Reading passage:
= = = = = = =
The chief difference between a Glass addiction and a drug addiction, Doan points out, is that there is "nothing inherently bad about Google Glass." Indeed, the patient himself used the wearable technology to aid him in his work, and many others have noted the potential benefits of having Google Glass handy in the medical workplace, like for recording and streaming surgeries.
But by the same token, the mundanity and seemingly harmless nature of Google Glass and other technology are likely the source of their danger. Google Glass, Doan explains, allows you "to be almost constantly in the closet, while appearing like you’re present in the moment." This likely creates a skewed sense of reality and prevents addicted users from fully engaging with anything outside of their self-created Glass world.
= = = = = = =
Given entries:
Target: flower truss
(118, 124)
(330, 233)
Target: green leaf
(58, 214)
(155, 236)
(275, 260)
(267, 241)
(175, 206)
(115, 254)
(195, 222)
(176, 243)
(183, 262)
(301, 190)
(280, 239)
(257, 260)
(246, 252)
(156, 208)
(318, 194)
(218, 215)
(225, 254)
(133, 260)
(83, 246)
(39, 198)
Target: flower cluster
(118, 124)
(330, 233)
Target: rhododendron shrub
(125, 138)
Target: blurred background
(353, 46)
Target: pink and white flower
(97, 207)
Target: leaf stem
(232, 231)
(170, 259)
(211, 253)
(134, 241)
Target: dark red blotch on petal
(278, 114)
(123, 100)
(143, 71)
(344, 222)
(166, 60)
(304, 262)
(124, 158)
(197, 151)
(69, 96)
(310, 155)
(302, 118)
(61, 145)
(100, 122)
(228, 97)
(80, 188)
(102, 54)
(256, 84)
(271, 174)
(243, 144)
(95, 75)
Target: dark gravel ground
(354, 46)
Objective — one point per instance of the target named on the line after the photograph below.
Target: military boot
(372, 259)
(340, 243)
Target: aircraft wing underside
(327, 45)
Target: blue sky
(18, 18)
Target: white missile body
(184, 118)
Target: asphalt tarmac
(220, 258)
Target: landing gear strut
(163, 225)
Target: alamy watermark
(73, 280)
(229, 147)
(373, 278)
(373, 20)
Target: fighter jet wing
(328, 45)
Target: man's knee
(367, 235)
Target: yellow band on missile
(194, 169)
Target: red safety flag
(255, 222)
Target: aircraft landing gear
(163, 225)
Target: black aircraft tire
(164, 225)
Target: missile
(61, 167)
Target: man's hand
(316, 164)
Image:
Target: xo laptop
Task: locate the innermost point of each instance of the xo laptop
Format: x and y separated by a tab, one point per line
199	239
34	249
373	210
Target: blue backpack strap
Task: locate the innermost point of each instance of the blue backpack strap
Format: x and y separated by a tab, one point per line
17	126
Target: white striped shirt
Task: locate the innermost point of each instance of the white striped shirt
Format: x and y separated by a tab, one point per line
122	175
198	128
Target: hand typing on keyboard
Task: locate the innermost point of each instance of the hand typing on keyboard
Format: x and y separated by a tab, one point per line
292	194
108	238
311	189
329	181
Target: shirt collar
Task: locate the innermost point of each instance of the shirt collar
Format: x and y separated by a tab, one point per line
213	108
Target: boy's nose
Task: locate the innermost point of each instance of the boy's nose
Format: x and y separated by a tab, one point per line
= = = = = = =
Assigned task: According to the Google Glass passage, what did the patient himself use the wearable technology for? The items have nothing to do with the Google Glass passage.

Task response: He used it to aid him in his work.